» What you should do: Reproduce every one of the entries below with "bounding boxes" renamed to "bounding rectangles" wherever it occurs, keeping all other wording and every coordinate unchanged.

###

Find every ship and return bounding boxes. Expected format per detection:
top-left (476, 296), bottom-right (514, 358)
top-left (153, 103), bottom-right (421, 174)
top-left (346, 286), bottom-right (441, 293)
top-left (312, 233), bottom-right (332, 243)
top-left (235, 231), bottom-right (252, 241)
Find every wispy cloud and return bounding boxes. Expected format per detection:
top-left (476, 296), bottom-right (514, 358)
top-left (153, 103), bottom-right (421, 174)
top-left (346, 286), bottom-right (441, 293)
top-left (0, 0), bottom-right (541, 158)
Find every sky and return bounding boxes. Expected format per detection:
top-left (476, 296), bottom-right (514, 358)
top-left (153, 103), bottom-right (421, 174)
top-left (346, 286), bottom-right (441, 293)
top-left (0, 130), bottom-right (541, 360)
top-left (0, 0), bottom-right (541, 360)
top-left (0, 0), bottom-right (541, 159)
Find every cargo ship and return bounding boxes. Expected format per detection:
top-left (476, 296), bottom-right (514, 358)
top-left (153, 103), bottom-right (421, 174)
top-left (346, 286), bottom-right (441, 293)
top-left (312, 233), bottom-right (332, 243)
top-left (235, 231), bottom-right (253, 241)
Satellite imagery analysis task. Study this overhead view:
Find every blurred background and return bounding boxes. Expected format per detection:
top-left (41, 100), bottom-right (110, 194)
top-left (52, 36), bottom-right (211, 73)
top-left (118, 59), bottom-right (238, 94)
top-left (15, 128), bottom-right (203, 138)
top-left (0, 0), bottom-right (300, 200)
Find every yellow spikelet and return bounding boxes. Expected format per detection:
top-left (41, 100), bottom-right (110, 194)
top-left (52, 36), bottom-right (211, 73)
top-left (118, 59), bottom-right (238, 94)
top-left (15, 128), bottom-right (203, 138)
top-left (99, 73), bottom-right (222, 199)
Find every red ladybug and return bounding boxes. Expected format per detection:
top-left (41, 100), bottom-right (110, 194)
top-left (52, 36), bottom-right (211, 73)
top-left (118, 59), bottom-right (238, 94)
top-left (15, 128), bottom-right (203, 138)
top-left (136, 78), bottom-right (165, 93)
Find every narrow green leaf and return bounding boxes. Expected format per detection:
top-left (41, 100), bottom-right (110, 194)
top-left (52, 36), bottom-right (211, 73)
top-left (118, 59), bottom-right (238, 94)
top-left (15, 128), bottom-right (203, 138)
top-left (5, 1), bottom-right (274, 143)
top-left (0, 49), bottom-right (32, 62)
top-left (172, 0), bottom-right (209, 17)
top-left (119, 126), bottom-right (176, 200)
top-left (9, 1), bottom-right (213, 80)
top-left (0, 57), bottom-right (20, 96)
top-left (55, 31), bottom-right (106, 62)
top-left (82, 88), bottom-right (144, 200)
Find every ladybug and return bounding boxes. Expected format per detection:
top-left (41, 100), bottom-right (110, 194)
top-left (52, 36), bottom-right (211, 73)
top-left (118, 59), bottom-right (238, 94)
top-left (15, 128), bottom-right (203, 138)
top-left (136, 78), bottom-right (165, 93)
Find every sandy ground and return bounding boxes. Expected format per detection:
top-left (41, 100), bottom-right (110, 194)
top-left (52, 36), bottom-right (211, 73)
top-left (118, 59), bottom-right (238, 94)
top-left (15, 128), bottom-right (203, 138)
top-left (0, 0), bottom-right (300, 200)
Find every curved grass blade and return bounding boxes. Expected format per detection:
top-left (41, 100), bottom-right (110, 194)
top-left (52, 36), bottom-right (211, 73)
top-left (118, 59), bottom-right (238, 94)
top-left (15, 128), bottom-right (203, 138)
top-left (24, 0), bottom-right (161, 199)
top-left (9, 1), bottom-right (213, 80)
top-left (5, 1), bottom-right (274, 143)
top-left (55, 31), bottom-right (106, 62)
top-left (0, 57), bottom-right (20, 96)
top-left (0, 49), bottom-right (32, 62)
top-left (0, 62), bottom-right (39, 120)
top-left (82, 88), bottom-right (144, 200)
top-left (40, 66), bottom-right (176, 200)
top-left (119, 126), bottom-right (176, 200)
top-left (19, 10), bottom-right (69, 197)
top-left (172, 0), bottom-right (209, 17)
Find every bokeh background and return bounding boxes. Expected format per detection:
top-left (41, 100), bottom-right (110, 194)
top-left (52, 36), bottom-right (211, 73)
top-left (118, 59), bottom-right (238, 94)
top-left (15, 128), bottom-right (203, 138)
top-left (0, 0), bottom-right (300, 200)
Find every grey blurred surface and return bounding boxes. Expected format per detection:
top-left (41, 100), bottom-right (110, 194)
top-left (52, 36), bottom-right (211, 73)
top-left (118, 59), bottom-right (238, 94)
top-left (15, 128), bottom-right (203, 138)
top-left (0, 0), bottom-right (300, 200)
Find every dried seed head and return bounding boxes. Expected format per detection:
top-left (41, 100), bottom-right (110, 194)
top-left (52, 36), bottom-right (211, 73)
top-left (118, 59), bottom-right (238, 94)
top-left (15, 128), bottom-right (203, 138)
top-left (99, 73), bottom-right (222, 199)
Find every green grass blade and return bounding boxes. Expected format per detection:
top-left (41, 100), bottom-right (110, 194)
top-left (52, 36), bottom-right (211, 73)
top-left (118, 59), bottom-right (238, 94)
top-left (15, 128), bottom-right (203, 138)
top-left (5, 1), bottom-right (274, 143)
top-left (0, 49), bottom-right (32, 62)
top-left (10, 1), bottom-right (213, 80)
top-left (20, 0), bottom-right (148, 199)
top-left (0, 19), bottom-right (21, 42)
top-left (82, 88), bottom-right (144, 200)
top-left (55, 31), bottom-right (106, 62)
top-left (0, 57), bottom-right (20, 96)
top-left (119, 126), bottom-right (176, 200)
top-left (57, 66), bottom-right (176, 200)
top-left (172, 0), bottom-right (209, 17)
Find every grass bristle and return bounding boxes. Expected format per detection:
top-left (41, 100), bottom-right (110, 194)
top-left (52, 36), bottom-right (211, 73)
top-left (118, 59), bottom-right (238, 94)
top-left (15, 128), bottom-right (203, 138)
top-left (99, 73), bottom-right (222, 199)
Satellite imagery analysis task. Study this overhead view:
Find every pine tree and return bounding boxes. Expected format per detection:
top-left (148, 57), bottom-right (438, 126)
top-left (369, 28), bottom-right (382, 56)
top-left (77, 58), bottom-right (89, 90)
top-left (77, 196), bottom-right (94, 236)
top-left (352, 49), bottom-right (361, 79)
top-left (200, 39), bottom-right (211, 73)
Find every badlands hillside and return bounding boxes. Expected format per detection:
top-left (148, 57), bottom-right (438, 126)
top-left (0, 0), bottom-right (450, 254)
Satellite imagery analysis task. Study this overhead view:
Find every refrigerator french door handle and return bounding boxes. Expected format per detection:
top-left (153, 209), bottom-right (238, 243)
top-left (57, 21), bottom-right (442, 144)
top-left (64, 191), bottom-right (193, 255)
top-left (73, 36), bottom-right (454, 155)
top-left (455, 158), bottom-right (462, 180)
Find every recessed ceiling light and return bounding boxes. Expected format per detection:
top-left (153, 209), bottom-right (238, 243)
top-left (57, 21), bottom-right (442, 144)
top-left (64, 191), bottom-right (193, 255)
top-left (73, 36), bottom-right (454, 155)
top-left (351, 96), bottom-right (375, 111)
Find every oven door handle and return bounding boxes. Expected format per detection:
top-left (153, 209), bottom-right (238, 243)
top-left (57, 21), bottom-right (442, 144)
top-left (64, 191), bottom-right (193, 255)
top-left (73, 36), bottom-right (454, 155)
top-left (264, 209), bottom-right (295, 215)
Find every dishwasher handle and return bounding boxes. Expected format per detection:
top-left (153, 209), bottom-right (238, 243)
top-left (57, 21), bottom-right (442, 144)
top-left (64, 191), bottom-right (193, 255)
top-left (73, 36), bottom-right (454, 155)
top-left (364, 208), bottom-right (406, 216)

###

» Answer in full:
Find every ship and return bounding rectangles. Expected format per detection:
top-left (476, 296), bottom-right (514, 358)
top-left (153, 103), bottom-right (421, 174)
top-left (346, 286), bottom-right (441, 293)
top-left (312, 233), bottom-right (332, 243)
top-left (235, 231), bottom-right (252, 241)
Find every wispy cloud and return bounding rectangles. Expected format per detection:
top-left (476, 296), bottom-right (514, 358)
top-left (153, 103), bottom-right (421, 174)
top-left (346, 286), bottom-right (441, 293)
top-left (0, 0), bottom-right (541, 158)
Find every sky and return bounding rectangles. Expected format per detection:
top-left (476, 296), bottom-right (514, 358)
top-left (153, 103), bottom-right (421, 174)
top-left (346, 286), bottom-right (441, 293)
top-left (0, 130), bottom-right (541, 360)
top-left (0, 0), bottom-right (541, 360)
top-left (0, 0), bottom-right (541, 159)
Find every cargo ship and return bounding rectangles. Expected format per detection:
top-left (476, 296), bottom-right (514, 358)
top-left (153, 103), bottom-right (421, 174)
top-left (346, 286), bottom-right (441, 293)
top-left (312, 233), bottom-right (332, 243)
top-left (235, 231), bottom-right (253, 241)
Satellite imagery analysis task. Study this overhead view:
Find every blurred background and return bounding rectangles. Expected format per detection:
top-left (41, 100), bottom-right (110, 194)
top-left (52, 36), bottom-right (211, 73)
top-left (118, 59), bottom-right (238, 94)
top-left (15, 128), bottom-right (203, 138)
top-left (0, 0), bottom-right (300, 200)
Find every yellow spikelet and return bounding rectangles. Expected format per detection:
top-left (41, 100), bottom-right (110, 194)
top-left (52, 36), bottom-right (211, 73)
top-left (118, 59), bottom-right (238, 94)
top-left (15, 128), bottom-right (203, 138)
top-left (99, 73), bottom-right (222, 199)
Find every red ladybug and return bounding rectangles. Expected format per detection:
top-left (41, 100), bottom-right (110, 194)
top-left (52, 36), bottom-right (211, 73)
top-left (118, 59), bottom-right (238, 94)
top-left (15, 128), bottom-right (203, 138)
top-left (136, 78), bottom-right (165, 93)
Find every narrow green leaf and return bounding rectangles. Expected format per detection:
top-left (41, 100), bottom-right (110, 194)
top-left (52, 36), bottom-right (211, 73)
top-left (118, 59), bottom-right (238, 94)
top-left (15, 128), bottom-right (203, 138)
top-left (5, 1), bottom-right (274, 143)
top-left (0, 49), bottom-right (32, 62)
top-left (172, 0), bottom-right (209, 17)
top-left (119, 126), bottom-right (176, 200)
top-left (9, 1), bottom-right (213, 80)
top-left (0, 57), bottom-right (20, 96)
top-left (55, 31), bottom-right (106, 62)
top-left (82, 88), bottom-right (144, 200)
Find every ladybug and return bounding rectangles. Expected format per detection:
top-left (41, 100), bottom-right (110, 194)
top-left (52, 36), bottom-right (211, 73)
top-left (118, 59), bottom-right (238, 94)
top-left (15, 128), bottom-right (203, 138)
top-left (136, 78), bottom-right (165, 93)
Find every sandy ground and return bounding rectangles. Expected format per detection:
top-left (41, 100), bottom-right (110, 194)
top-left (52, 36), bottom-right (211, 73)
top-left (118, 59), bottom-right (238, 94)
top-left (15, 128), bottom-right (203, 138)
top-left (0, 0), bottom-right (300, 200)
Find every curved grass blade and return bounding rectangles. Expected format per detection:
top-left (41, 100), bottom-right (110, 194)
top-left (52, 36), bottom-right (211, 73)
top-left (118, 59), bottom-right (238, 94)
top-left (15, 128), bottom-right (203, 138)
top-left (24, 0), bottom-right (161, 199)
top-left (9, 1), bottom-right (213, 80)
top-left (5, 1), bottom-right (274, 143)
top-left (55, 31), bottom-right (106, 62)
top-left (0, 57), bottom-right (20, 96)
top-left (0, 49), bottom-right (32, 62)
top-left (0, 62), bottom-right (39, 120)
top-left (82, 88), bottom-right (144, 200)
top-left (40, 66), bottom-right (176, 200)
top-left (119, 126), bottom-right (176, 200)
top-left (19, 10), bottom-right (69, 197)
top-left (172, 0), bottom-right (209, 17)
Find every bokeh background and return bounding rectangles. Expected format per detection:
top-left (41, 100), bottom-right (110, 194)
top-left (52, 36), bottom-right (211, 73)
top-left (118, 59), bottom-right (238, 94)
top-left (15, 128), bottom-right (203, 138)
top-left (0, 0), bottom-right (300, 200)
Find every grey blurred surface and return bounding rectangles. Expected format per detection:
top-left (41, 100), bottom-right (110, 194)
top-left (52, 36), bottom-right (211, 73)
top-left (118, 59), bottom-right (238, 94)
top-left (15, 128), bottom-right (203, 138)
top-left (0, 0), bottom-right (300, 200)
Find every dried seed head and return bounding rectangles. Expected format per detection:
top-left (41, 100), bottom-right (110, 194)
top-left (52, 36), bottom-right (211, 73)
top-left (118, 59), bottom-right (238, 94)
top-left (15, 128), bottom-right (203, 138)
top-left (99, 73), bottom-right (222, 199)
Find every green grass blade and return bounding rectangles. Expected format per detection:
top-left (41, 100), bottom-right (110, 194)
top-left (52, 36), bottom-right (211, 73)
top-left (118, 59), bottom-right (238, 94)
top-left (15, 128), bottom-right (203, 138)
top-left (5, 1), bottom-right (274, 143)
top-left (0, 49), bottom-right (32, 62)
top-left (10, 1), bottom-right (213, 80)
top-left (20, 0), bottom-right (148, 199)
top-left (0, 19), bottom-right (21, 42)
top-left (82, 88), bottom-right (144, 200)
top-left (55, 31), bottom-right (106, 62)
top-left (0, 57), bottom-right (20, 96)
top-left (119, 126), bottom-right (176, 200)
top-left (57, 66), bottom-right (176, 200)
top-left (172, 0), bottom-right (209, 17)
Find every grass bristle and return bounding rectangles. Expected format per detection:
top-left (41, 100), bottom-right (110, 194)
top-left (52, 36), bottom-right (211, 73)
top-left (118, 59), bottom-right (238, 94)
top-left (15, 128), bottom-right (203, 138)
top-left (99, 73), bottom-right (222, 199)
Satellite imagery analysis task. Study this overhead view:
Find every pine tree and return bounding rectangles. Expected format per detection:
top-left (148, 57), bottom-right (438, 126)
top-left (369, 28), bottom-right (382, 56)
top-left (77, 58), bottom-right (89, 90)
top-left (77, 196), bottom-right (94, 236)
top-left (352, 49), bottom-right (361, 79)
top-left (200, 39), bottom-right (211, 73)
Find every badlands hillside and return bounding rectangles. Expected format per detection:
top-left (148, 57), bottom-right (438, 126)
top-left (0, 0), bottom-right (450, 254)
Satellite imagery analysis task. Study this overhead view:
Find every refrigerator french door handle and return bounding rectangles. Expected format per detection:
top-left (153, 209), bottom-right (238, 243)
top-left (57, 21), bottom-right (442, 144)
top-left (64, 191), bottom-right (193, 255)
top-left (73, 36), bottom-right (454, 155)
top-left (455, 158), bottom-right (462, 180)
Find every recessed ceiling light and return bounding rectangles. Expected format per detection:
top-left (153, 209), bottom-right (238, 243)
top-left (57, 21), bottom-right (442, 144)
top-left (64, 191), bottom-right (193, 255)
top-left (73, 36), bottom-right (454, 155)
top-left (351, 96), bottom-right (375, 111)
Find every oven door handle and return bounding rectangles. Expected format per detection:
top-left (153, 209), bottom-right (238, 243)
top-left (57, 21), bottom-right (442, 144)
top-left (64, 191), bottom-right (193, 255)
top-left (73, 36), bottom-right (454, 155)
top-left (264, 209), bottom-right (295, 215)
Find every dishwasher handle and return bounding rectangles. Expected format per detection:
top-left (153, 209), bottom-right (238, 243)
top-left (57, 21), bottom-right (442, 144)
top-left (64, 191), bottom-right (193, 255)
top-left (73, 36), bottom-right (454, 155)
top-left (364, 208), bottom-right (406, 216)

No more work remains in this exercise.